[Items from a dataset]
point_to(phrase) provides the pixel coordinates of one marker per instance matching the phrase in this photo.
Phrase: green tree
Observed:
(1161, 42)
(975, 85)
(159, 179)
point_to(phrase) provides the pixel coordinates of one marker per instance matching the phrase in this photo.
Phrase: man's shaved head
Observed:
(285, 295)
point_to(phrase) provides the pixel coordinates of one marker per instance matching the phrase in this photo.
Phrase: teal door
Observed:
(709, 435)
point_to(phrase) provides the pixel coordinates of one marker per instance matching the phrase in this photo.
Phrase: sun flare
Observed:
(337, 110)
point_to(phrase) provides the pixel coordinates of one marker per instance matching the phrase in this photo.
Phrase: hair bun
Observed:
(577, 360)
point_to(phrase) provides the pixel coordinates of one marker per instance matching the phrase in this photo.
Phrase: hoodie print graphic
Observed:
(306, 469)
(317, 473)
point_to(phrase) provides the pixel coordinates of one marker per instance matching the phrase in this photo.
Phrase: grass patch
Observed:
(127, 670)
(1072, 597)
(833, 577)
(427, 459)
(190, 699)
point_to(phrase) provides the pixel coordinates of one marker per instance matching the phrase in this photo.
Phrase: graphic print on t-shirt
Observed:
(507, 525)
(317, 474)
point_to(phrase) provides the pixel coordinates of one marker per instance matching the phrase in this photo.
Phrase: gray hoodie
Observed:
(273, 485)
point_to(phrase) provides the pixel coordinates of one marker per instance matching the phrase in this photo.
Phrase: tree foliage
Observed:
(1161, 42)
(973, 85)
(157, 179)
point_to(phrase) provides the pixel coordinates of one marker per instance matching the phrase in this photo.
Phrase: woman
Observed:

## JOB
Please repeat the listing above in full and exactly.

## REPLY
point_to(phrase) provides the pixel coordinates of one marker per instance matching the phrase in this photo.
Phrase: green tree
Observed:
(1161, 42)
(975, 85)
(159, 179)
point_to(phrase) provides the pixel coordinates of one marker per instance matching the phrase in this photo.
Phrase: man's shaved head
Observed:
(285, 295)
point_to(phrase) provides the pixel coordinates of one marker per instance matching the phrase in this photo.
Phrase: teal door
Observed:
(709, 435)
point_to(phrase) provides the pixel coordinates of one marker per instance matching the phrase in this photo.
Phrase: sun flare
Observed:
(337, 110)
point_to(phrase) provides the pixel coordinates of one marker per instance matching the phrase in this photo.
Phrase: hair bun
Observed:
(577, 360)
point_to(phrase) provides the pixel coordinates of one marker per instance matching the phrase in this photo.
Phrase: hoodie print graphic
Observed:
(306, 469)
(317, 473)
point_to(phrase) provides the pixel coordinates of one marker per instance matching the phrase in this photo.
Phrase: grass patch
Observed:
(127, 670)
(1072, 597)
(833, 577)
(427, 459)
(190, 699)
point_to(phrase) provides the pixel coordinates of one marker per instance matching the phrase in this photo.
Phrase: graphic print on t-shirt
Observed:
(507, 525)
(317, 474)
point_to(phrase) provides the pixel coordinates of one marker per instance matching the phrase in this photo.
Phrase: gray hoodie
Observed:
(273, 485)
point_to(phrase) provides the pixel coordinates of one marker per instance matching the phrase in this photo.
Phrase: tree foliage
Observed:
(1161, 42)
(973, 85)
(157, 179)
point_to(phrase) provides the pixel coordinates of one marker per instance matching the phrase in this photo.
Phrase: woman
Observed:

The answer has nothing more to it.